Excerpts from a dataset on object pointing

---

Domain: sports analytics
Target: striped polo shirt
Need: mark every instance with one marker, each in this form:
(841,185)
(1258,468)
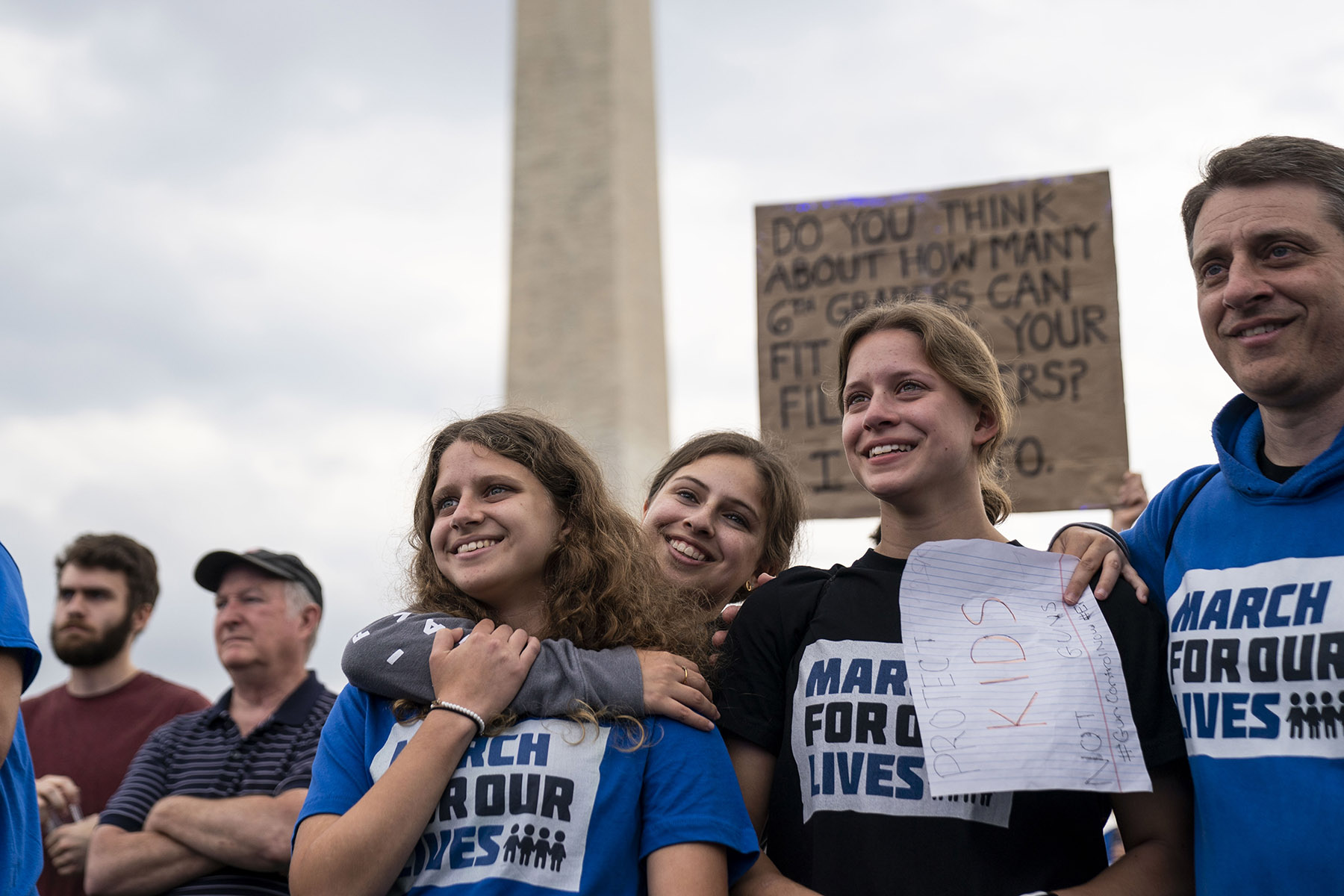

---

Problem to work on
Write out every line of the listing above without changing a word. Leave out any pictures.

Complete answer
Domain: sports analytics
Target: striped polo shirt
Need: mark every instance with one marker, each in this form:
(841,185)
(1258,468)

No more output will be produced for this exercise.